## SOAL TUGAS 1
Kembalikan bagian dari kutipan teks tentang etika bermedia sosial, dimulai dengan "Baca Juga: Media Sosial;" dan berlanjut hingga "pengguna media sosial.", tanpa mengubah satu kata pun.
## SOAL TUGAS 2
Sebutkan semua perbuatan yang disukai golongan yang digambarkan dalam tamsil Isra Mikraj menurut kutipan teks tentang etika bermedia sosial.

## KUTIPAN TEKS
Pro dan kontra terhadap kebijakan pemerintah ialah hal wajar dalam negara demokrasi. Bahkan hal tersebut diperlukan untuk kritik dan evaluasi program. Akan tetapi, bagaimana jika komentar lewat media sosial tidak dilandasi dengan etika dan kebijaksanaan? Maka yang hadir di sana bukanlah pertukaran argumen atau gagasan, melainkan perang sentimen yang dapat memecah belah persatuan bangsa. 

Baca Juga: Media Sosial; Tantangan Media Massa di Era Digital

Kondisi ini tentunya seperti yang tersirat dalam tamsil yang diperlihatkan kepada Nabi Muhammad ketika Isra Mikraj. Bahwa proses kehidupan dunia akan diwarnai dengan golongan yang suka mengumpat, mencela, dan menggunjingkan orang lain. Tamsil dalam peristiwa Isra Mikraj ini sejatinya memberi peringatan kepada masyarakat digital untuk dapat menjaga lisan dan jari agar tidak mengeluarkan kata-kata kotor kepada sesama pengguna media sosial.

## DATA TERKUMPUL

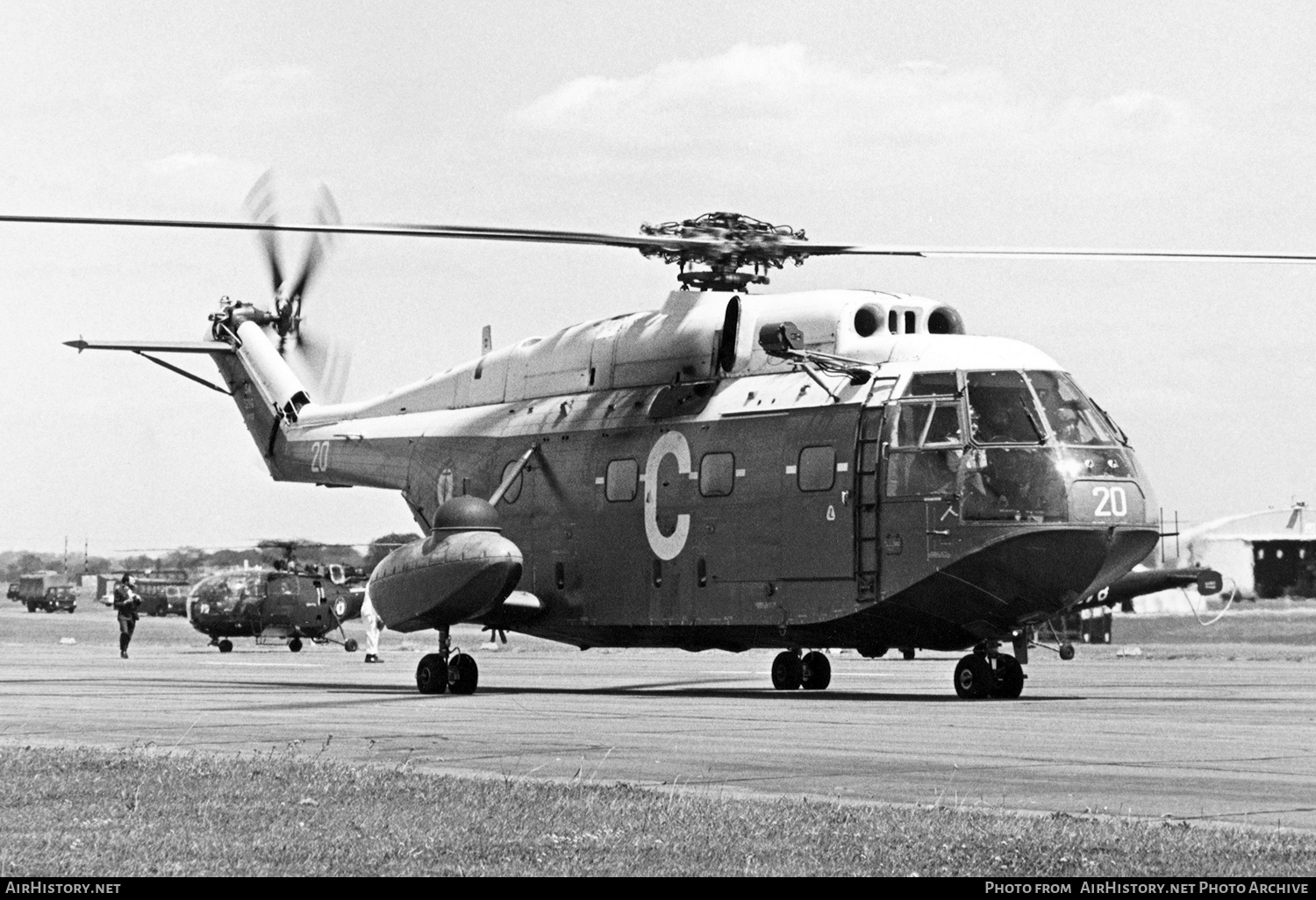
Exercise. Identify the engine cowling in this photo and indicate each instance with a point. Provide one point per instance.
(461, 571)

## JAWABAN BENAR 1
Baca Juga: Media Sosial; Tantangan Media Massa di Era Digital

Kondisi ini tentunya seperti yang tersirat dalam tamsil yang diperlihatkan kepada Nabi Muhammad ketika Isra Mikraj. Bahwa proses kehidupan dunia akan diwarnai dengan golongan yang suka mengumpat, mencela, dan menggunjingkan orang lain. Tamsil dalam peristiwa Isra Mikraj ini sejatinya memberi peringatan kepada masyarakat digital untuk dapat menjaga lisan dan jari agar tidak mengeluarkan kata-kata kotor kepada sesama pengguna media sosial.

## JAWABAN BENAR 2
Golongan tersebut suka mengumpat, mencela, dan menggunjingkan orang lain.